---------- TASK DATA ----------

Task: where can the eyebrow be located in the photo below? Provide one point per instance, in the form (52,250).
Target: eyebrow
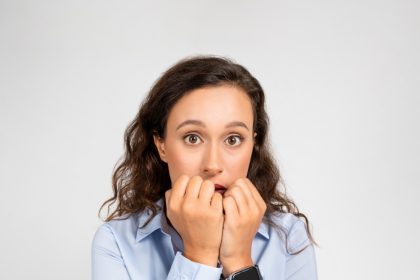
(200,123)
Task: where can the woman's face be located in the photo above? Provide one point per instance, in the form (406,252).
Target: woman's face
(209,133)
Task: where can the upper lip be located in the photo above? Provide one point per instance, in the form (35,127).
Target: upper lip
(218,186)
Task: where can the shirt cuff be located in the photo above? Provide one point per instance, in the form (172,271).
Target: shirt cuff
(183,268)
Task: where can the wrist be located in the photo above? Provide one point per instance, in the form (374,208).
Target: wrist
(201,256)
(232,265)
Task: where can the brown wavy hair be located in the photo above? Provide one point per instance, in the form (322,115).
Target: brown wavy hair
(140,178)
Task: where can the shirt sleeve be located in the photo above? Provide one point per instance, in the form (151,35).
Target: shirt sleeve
(301,266)
(183,268)
(107,262)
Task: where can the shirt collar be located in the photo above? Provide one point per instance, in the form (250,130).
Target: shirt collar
(160,222)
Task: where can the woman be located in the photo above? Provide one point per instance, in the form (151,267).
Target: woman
(196,191)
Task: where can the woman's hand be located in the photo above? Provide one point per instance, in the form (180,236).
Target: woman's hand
(196,212)
(244,209)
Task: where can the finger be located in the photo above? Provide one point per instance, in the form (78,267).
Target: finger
(230,207)
(206,191)
(168,196)
(178,189)
(216,201)
(193,188)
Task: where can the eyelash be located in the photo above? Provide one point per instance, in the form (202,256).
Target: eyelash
(237,136)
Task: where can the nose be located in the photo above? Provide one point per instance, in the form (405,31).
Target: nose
(212,161)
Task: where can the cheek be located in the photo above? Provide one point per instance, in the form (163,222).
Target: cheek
(238,163)
(181,162)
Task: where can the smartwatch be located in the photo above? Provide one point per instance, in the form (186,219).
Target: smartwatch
(249,273)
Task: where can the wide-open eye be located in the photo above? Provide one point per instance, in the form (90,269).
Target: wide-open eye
(192,139)
(234,140)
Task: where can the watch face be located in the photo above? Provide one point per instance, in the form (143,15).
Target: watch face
(247,274)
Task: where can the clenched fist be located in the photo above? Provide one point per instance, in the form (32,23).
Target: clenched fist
(196,212)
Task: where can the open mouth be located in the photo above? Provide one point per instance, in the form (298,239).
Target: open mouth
(219,188)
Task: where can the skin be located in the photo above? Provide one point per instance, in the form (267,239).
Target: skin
(209,140)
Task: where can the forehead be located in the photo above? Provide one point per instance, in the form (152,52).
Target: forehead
(214,106)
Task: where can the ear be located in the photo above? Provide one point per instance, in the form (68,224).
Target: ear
(160,145)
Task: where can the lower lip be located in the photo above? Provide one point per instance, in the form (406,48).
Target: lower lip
(221,191)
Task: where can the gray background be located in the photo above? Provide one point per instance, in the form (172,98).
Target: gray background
(342,84)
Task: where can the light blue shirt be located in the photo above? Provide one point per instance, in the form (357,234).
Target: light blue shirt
(122,250)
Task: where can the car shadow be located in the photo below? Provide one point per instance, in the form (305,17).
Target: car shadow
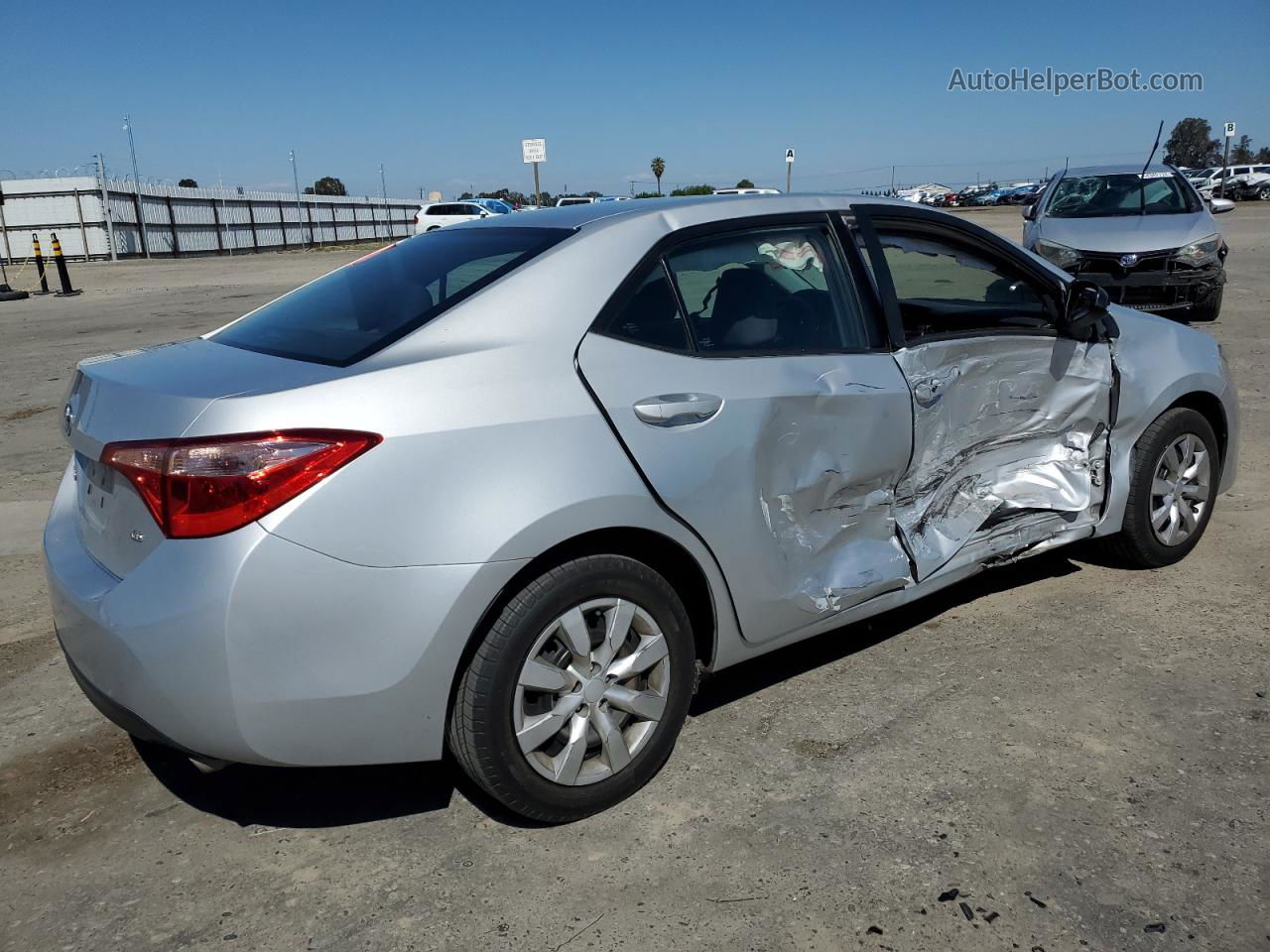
(303,797)
(312,797)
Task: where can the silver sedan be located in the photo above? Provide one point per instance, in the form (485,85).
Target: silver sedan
(508,488)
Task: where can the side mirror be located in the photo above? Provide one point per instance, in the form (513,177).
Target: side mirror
(1086,309)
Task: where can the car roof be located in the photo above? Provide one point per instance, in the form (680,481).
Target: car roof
(1121,169)
(680,212)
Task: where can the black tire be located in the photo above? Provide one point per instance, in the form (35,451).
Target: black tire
(480,733)
(1137,544)
(1209,308)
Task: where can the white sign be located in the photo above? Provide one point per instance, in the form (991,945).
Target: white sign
(535,150)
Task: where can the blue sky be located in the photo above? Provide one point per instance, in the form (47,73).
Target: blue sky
(444,93)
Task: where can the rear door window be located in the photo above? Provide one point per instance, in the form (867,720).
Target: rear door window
(362,307)
(774,291)
(651,316)
(944,286)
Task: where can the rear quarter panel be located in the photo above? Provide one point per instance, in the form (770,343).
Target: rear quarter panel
(1161,362)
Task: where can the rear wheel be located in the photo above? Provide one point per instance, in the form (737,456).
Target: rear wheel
(576,693)
(1176,468)
(1209,308)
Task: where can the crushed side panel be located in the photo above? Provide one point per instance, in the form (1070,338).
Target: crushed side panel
(1010,444)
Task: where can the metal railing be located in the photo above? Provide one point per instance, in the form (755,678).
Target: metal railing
(96,220)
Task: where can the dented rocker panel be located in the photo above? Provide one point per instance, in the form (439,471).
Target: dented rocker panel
(1005,429)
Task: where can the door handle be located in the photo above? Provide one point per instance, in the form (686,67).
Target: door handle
(677,409)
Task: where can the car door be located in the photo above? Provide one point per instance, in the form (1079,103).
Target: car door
(753,391)
(1010,417)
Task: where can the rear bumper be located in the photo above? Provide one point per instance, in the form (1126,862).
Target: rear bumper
(249,648)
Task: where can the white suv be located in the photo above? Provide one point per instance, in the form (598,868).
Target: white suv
(439,214)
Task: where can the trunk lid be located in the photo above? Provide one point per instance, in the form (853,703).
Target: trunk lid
(153,394)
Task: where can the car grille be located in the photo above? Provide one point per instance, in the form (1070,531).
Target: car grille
(1148,263)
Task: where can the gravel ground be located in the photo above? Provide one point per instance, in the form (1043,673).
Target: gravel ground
(1082,753)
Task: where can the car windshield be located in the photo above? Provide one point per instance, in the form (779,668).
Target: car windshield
(1121,194)
(366,304)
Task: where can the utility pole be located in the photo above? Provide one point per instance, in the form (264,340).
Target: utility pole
(225,213)
(300,220)
(384,194)
(105,206)
(136,184)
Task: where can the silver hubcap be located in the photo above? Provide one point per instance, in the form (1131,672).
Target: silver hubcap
(592,690)
(1180,489)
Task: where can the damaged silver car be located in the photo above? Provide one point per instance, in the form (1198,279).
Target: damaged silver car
(507,488)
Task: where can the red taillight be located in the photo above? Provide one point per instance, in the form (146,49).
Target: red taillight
(207,486)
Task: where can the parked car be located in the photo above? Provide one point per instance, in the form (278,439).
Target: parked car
(507,488)
(1250,182)
(1239,181)
(439,214)
(1020,195)
(1144,236)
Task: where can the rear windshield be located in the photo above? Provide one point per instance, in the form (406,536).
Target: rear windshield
(1114,195)
(366,304)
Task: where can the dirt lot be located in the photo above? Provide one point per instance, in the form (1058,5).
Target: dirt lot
(1082,752)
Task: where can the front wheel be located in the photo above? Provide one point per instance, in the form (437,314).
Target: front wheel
(1209,309)
(1174,477)
(575,696)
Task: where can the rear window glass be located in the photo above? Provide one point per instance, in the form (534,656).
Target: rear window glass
(366,304)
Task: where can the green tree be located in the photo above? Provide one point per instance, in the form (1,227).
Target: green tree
(658,167)
(326,185)
(1192,144)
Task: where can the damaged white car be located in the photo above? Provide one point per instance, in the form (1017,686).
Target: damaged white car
(508,486)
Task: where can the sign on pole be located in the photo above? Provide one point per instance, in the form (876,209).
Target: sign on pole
(535,150)
(1225,160)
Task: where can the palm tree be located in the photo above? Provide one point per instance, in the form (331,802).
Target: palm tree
(658,171)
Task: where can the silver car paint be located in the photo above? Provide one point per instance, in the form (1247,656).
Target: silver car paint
(1125,232)
(806,451)
(330,631)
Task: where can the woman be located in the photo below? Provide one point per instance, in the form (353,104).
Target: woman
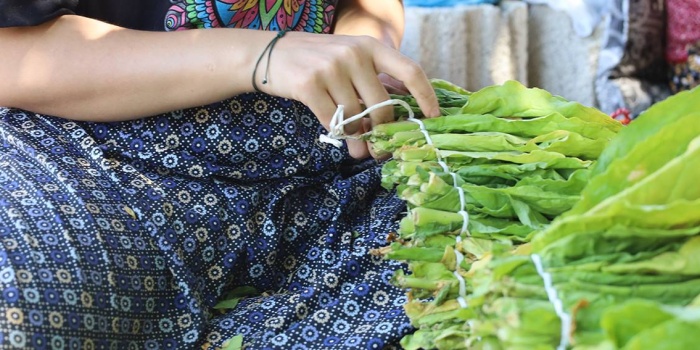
(141,178)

----------

*WHAT YOU NEED TO DO*:
Can you retype every record above exactly, leaving out the pictures?

*EXERCISE RESPONSE*:
Task: where can the eyebrow be located in the photo below? Provide one point per instance, in the form (52,250).
Target: eyebrow
(200,123)
Task: where can the woman's face be located in the photo above? Provide one point per instance, in the form (406,252).
Target: woman's face
(209,133)
Task: where can the upper lip be located in the photo above? Provide one point per instance, in the form (35,127).
Target: upper lip
(218,186)
Task: where can the shirt cuff be located in the photo above? Provide one point per instance, in the form (172,271).
Target: shirt cuff
(183,268)
Task: where can the wrist be located in the photo above? Provide one point per instance, in the form (374,208).
Target: wrist
(201,256)
(232,265)
Task: where can the brown wavy hair be located in the photo above? Provide one point per instance, in the form (322,115).
Target: brown wavy hair
(140,178)
Task: where can the shirt sleeve be located in the photo above? Provide one point per instance, in the form (151,35).
Target: shirt sleeve
(301,266)
(183,268)
(107,262)
Task: where can the shirt collar be located in the photo above? Provide one point per instance, in the form (250,130).
Target: shirt collar
(160,222)
Task: where can the woman be located in the photo above? Provide one point per instance, in the form (151,267).
Target: woman
(196,191)
Task: where can the woman's hand be located in the photo above? Provide one point per instance, in the form (180,236).
Target: woman's hand
(196,212)
(244,209)
Task: where can the finger be located in the photo above? Provide one point per instance, in the form (78,267).
Target: finger
(230,207)
(206,191)
(168,196)
(178,189)
(216,201)
(193,188)
Task: where can the eyelash be located in the photo above? Provide one point per instance, in the form (202,256).
Target: eyelash
(237,136)
Task: where can the nose be located in the photo above? Provide one point per instance, in the form (405,31).
Target: nose
(212,161)
Task: where can the cheek be located in the photo above? Provide one point per instance, in the form (163,222).
Target: cheek
(238,163)
(181,162)
Task: where can the smartwatch be located in the photo above? Provide one point per instance, in the form (186,219).
Target: smartwatch
(249,273)
Task: where can the wide-open eye be located in the photo above? Provide one point per instance, in the form (90,269).
Target: wide-open eye
(192,139)
(234,140)
Task: where can the watch face be located in the photo above? Provide one point per instance, in the form (143,15).
Target: watch face
(247,274)
Task: where can the clenched fist be located in the photo above? Provide one point per instance, in the form (32,23).
Target: clenched fist
(196,212)
Task: where can the open mouth be located in the photo above? Provide one point per instance, in the form (298,239).
Target: open mouth
(219,188)
Task: where can the skin be located in the photo above? Provide one point per instance, in the form (267,239).
Target: skin
(209,140)
Task: where can the forehead be located in the photo above? Provide one point per instance, in the form (152,52).
Target: forehead
(214,106)
Task: where can the ear be located in the photo above? Provide one point per instance, in the form (68,224).
Target: ear
(160,145)
Task: where can the lower lip be located in the photo above? Provide one point per instance, in the form (406,48).
Target: lower lip
(221,191)
Task: where can the gray background be located in the photo above? Provide one point per instance, in the form (172,98).
Target: gray background
(342,84)
Task: where can the light blue shirt be located in the photo above? Provide one point per instance, in the form (357,234).
Target: light blue shirt
(122,250)
Task: where can the car shadow be located in the photo below? Provide one point per instance, in the form (305,17).
Target: car shadow
(303,797)
(312,797)
Task: where can the silver sedan be located in the photo above? Provide one point per instance, in the form (485,85).
Target: silver sedan
(508,488)
Task: where can the side mirror be located in the photo above? Provide one point per instance, in the form (513,177).
Target: side mirror
(1086,309)
Task: where can the car roof be located in the photo above? Provide one point per instance, in the form (680,481).
Target: car roof
(1121,169)
(680,212)
Task: where can the black tire be located in the photo above? Provide one point per instance, in the form (35,451).
Target: black tire
(480,733)
(1137,544)
(1209,308)
Task: where can the white sign be located in the photo above? Provide one point per instance, in the form (991,945).
Target: white sign
(535,150)
Task: where can the blue sky be located in the photo above? Provide one point per instance, in the form (47,73).
Target: blue sky
(444,93)
Task: where can the rear door window be located in the photo above? Provide one point per instance, in the form (867,720).
Target: rear door window
(362,307)
(774,291)
(651,316)
(944,286)
Task: where can the rear quarter panel be located in the photo above? Provide one point per instance, in the form (770,343).
Target: rear quarter panel
(1161,362)
Task: where can the rear wheel be located in the photo above? Provide one point per instance, in the form (737,456).
Target: rear wheel
(576,693)
(1176,468)
(1209,308)
Task: where can the crushed side panel be located in the photo above? Provide one point per instance, in the form (1070,338).
Target: crushed side panel
(1010,444)
Task: where can the metal railing be located in the photo above? Provide one point per instance, in the form (755,678).
Target: metal railing
(96,220)
Task: where can the dented rocker panel be located in the photo above? Provide one point per instance, in the form (439,471).
Target: dented rocker panel
(1005,429)
Task: where can the door handle be located in the photo above? Provide one point per instance, in the form (686,67).
Target: door handle
(677,409)
Task: where can the car door be located in the photo above? Provide one point per instance, in the form (1079,103).
Target: car door
(753,391)
(1010,417)
Task: where can the rear bumper be located in the photo above? Provide one point per instance, in the form (1126,862).
Target: rear bumper
(249,648)
Task: where can the white suv be located in the photo above? Provide one point per instance, in the form (598,868).
Target: white suv
(439,214)
Task: where can the trunk lid be located in the photo above? Provide one point per instance, in the form (853,703).
Target: trunk lid
(153,394)
Task: where can the car grille be located in the photo above? Provide one point per instance, in the form (1070,531).
Target: car grille
(1148,263)
Task: where can the gravel ground be located in the photo above? Provide one point per instance, in the form (1043,673).
Target: gravel ground
(1082,753)
Task: where can the car windshield be located in the photo above? Provide one point per instance, in the form (779,668).
Target: car windshield
(1121,194)
(366,304)
Task: where can the utility pole be located in the photo above? Provide one point per instance, in the form (264,340).
Target: utility pole
(225,213)
(300,220)
(384,194)
(105,206)
(136,184)
Task: where can the silver hubcap be located in the photo above? Provide one point per instance, in the form (1131,672).
Target: silver hubcap
(592,690)
(1180,489)
Task: where can the damaged silver car be located in the photo above? Provide one point per instance, in the form (1198,279).
Target: damaged silver car
(507,488)
Task: where can the red taillight be located in the photo above? Provide one point per instance, in the form (146,49).
Target: red taillight
(207,486)
Task: where can the parked car be located in the photo above? Provide one point per instance, in the form (278,439).
Target: parked car
(507,488)
(1250,182)
(1239,181)
(439,214)
(1020,195)
(1144,236)
Task: where can the rear windshield be located in the photo above? Provide one point per instance, in the form (406,536).
Target: rear windshield
(1114,195)
(366,304)
Task: where can the dirt lot be located in the photo above? Provide one point per instance, in the form (1058,5).
Target: dirt lot
(1082,752)
Task: where can the front wheel be located in the photo above? Provide one point per instance, in the form (437,314).
Target: front wheel
(1209,309)
(1174,477)
(575,696)
Task: where can the rear window glass be located in the photo above? Provide one point per instance, in the form (534,656).
Target: rear window glass
(366,304)
Task: where can the green tree be located in the photo above? Provide one point per instance, in the form (1,227).
Target: green tree
(658,167)
(326,185)
(1192,144)
Task: where can the damaged white car be located in the photo above? Provide one point per instance, in the form (1017,686).
Target: damaged white car
(508,486)
Task: where can the sign on pole be located in the photo above? Provide one point per instance, in the form (876,209).
Target: sign on pole
(535,150)
(1225,160)
Task: where can the palm tree be located in the photo above? Provide one point per instance, in the form (331,802).
Target: palm tree
(658,171)
Task: where can the silver car paint be located in the photo above? Provide one point per instance, in the form (1247,656).
Target: silver car paint
(1125,232)
(806,451)
(330,631)
Task: where can the woman be located in the photo below? Provide one point per instance, in the form (353,104).
Target: woman
(141,178)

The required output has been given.